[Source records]
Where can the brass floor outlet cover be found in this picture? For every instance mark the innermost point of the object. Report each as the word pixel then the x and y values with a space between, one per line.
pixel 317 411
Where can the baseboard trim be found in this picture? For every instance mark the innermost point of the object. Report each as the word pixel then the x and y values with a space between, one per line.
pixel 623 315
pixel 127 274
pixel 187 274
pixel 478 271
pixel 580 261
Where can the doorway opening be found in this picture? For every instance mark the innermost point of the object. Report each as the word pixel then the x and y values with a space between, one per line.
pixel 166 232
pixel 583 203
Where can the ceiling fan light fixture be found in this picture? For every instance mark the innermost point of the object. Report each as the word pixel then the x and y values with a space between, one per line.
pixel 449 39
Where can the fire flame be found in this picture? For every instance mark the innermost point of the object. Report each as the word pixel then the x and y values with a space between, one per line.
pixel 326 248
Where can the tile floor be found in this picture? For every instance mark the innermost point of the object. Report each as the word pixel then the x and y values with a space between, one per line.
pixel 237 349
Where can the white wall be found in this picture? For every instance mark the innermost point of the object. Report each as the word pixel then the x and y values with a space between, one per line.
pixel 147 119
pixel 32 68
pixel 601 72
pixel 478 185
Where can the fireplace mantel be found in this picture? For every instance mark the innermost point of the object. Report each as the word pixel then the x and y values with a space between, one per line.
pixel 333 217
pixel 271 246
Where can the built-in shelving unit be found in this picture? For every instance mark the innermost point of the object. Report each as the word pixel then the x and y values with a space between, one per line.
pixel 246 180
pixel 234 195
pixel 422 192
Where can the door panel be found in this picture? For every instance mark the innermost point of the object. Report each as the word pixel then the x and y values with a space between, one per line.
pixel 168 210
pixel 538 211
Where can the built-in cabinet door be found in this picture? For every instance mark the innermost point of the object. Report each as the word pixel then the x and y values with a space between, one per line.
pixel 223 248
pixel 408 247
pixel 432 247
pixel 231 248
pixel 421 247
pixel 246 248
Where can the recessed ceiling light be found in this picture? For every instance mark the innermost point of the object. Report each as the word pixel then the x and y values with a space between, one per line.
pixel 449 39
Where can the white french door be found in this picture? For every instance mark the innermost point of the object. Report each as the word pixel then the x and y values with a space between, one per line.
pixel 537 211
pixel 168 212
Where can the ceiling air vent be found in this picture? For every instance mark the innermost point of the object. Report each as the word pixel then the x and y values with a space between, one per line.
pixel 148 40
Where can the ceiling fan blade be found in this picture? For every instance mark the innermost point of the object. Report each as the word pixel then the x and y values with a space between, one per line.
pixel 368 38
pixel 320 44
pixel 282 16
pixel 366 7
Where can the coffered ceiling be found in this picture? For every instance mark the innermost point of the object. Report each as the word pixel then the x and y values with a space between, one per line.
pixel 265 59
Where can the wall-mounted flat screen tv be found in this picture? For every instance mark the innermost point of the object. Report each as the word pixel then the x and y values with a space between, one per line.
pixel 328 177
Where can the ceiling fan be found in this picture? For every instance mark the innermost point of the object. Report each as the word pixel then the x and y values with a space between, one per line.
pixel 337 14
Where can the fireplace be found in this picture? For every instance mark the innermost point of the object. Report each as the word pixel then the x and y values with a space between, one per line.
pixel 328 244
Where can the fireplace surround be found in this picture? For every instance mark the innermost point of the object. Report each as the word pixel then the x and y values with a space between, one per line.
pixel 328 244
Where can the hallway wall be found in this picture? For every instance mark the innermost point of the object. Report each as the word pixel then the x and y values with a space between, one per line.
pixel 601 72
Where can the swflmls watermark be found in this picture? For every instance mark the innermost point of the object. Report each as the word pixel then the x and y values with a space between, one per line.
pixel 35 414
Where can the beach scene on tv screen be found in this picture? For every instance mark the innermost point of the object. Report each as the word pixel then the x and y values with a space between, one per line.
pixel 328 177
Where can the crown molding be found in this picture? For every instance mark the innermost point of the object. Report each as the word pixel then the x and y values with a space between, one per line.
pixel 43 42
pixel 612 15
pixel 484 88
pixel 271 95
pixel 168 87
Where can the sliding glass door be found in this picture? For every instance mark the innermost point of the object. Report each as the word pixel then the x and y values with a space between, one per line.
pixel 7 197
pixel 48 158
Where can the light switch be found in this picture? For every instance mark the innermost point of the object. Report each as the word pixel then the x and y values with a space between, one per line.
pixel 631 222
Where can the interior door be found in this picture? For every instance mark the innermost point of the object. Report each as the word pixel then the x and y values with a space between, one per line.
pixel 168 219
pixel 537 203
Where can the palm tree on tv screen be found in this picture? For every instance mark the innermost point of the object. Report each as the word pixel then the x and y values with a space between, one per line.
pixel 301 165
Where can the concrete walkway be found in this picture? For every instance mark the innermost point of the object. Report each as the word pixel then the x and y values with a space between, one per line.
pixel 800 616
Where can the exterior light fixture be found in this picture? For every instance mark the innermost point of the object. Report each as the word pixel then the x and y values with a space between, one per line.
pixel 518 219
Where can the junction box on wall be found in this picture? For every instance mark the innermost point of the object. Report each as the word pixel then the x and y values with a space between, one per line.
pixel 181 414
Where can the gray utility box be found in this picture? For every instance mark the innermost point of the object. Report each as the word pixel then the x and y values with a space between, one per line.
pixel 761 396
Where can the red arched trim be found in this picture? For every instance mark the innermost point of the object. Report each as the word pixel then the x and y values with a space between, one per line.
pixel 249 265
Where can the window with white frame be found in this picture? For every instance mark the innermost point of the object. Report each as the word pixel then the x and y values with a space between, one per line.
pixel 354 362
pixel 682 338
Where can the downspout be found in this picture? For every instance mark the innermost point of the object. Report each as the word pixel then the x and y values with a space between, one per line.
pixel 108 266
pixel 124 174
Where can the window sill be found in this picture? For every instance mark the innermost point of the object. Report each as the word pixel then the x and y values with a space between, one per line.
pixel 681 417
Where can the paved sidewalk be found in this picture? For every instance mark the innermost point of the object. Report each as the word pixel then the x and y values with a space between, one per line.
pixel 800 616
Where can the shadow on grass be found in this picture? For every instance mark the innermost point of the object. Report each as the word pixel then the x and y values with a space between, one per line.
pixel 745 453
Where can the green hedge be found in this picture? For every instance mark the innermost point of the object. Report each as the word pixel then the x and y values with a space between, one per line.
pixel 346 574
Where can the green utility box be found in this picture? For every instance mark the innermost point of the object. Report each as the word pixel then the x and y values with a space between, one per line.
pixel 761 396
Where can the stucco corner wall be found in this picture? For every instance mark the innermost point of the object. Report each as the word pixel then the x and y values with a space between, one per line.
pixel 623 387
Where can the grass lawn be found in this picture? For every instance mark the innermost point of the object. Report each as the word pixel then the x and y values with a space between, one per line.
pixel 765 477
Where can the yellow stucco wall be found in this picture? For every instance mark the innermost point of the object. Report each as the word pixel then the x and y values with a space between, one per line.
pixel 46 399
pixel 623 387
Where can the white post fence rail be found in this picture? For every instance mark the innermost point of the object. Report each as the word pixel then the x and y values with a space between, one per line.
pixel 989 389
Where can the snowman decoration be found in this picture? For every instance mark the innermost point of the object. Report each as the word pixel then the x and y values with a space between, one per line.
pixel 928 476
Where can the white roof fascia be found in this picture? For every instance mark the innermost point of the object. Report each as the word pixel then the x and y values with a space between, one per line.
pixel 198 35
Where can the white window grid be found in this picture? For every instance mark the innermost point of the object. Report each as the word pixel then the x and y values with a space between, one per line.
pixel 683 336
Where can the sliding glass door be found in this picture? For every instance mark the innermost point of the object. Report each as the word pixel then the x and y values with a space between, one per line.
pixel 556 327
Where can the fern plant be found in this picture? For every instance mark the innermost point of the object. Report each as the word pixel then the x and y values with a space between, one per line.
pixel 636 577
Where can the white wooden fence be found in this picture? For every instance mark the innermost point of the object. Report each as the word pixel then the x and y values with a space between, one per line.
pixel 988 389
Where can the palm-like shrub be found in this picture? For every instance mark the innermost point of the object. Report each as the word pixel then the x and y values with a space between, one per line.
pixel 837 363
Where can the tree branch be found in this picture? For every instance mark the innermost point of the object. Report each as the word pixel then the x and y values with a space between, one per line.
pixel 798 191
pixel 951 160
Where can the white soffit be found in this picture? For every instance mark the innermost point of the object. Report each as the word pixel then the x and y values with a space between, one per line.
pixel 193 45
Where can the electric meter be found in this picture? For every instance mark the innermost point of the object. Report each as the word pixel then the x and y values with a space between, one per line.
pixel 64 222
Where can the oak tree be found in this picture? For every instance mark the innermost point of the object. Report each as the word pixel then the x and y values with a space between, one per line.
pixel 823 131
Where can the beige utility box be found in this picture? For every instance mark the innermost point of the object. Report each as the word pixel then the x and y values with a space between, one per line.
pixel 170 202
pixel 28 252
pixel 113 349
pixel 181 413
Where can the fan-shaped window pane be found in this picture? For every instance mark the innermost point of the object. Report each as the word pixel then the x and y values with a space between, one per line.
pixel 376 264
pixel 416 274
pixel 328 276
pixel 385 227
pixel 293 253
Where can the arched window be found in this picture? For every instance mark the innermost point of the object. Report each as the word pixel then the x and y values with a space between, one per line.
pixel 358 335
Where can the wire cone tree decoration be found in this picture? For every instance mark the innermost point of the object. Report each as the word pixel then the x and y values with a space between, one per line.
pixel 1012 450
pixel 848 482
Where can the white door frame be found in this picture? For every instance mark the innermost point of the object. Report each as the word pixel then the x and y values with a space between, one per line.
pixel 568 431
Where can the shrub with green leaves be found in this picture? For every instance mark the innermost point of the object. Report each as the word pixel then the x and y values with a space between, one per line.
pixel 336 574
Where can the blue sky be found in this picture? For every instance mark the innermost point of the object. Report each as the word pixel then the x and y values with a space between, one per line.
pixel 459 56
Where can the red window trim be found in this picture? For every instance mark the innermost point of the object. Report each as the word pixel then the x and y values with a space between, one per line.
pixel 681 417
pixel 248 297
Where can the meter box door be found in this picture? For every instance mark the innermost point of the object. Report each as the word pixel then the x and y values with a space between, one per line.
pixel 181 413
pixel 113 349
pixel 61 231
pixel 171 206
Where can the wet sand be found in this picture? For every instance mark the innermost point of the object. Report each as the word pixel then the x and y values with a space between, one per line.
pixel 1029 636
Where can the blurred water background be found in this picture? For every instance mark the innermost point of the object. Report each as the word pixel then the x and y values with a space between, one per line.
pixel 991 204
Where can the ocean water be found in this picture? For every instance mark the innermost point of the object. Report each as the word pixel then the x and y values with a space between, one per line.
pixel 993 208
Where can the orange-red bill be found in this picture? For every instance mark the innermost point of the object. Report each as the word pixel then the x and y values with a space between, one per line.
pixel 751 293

:: What the exercise asks ::
Starting with the line that contains "Where can the wet" and going on through the end of the listing, write those lines out again with "innermost" swapped for "central" and all else unchanged.

:: Finished answer ::
Where can the wet sand be found in this picture? For every instance mark the central point of the object. Report each as the word pixel then the x and y values with a space between, one per line.
pixel 1029 636
Where can the blurred water background be found in this picture? For every instance mark the central point of the object. Report each as the word pixel then the x and y values with a space between, one per line.
pixel 991 204
Where can the ocean water be found in this picture? For every instance mark the central point of the object. Report each as the word pixel then the x and y values with a space between, one per line.
pixel 993 208
Where can the orange-red bill be found in this picture? For every instance mark the central point of the object. Report each as the word pixel then the x and y values with a space between, one per line.
pixel 751 293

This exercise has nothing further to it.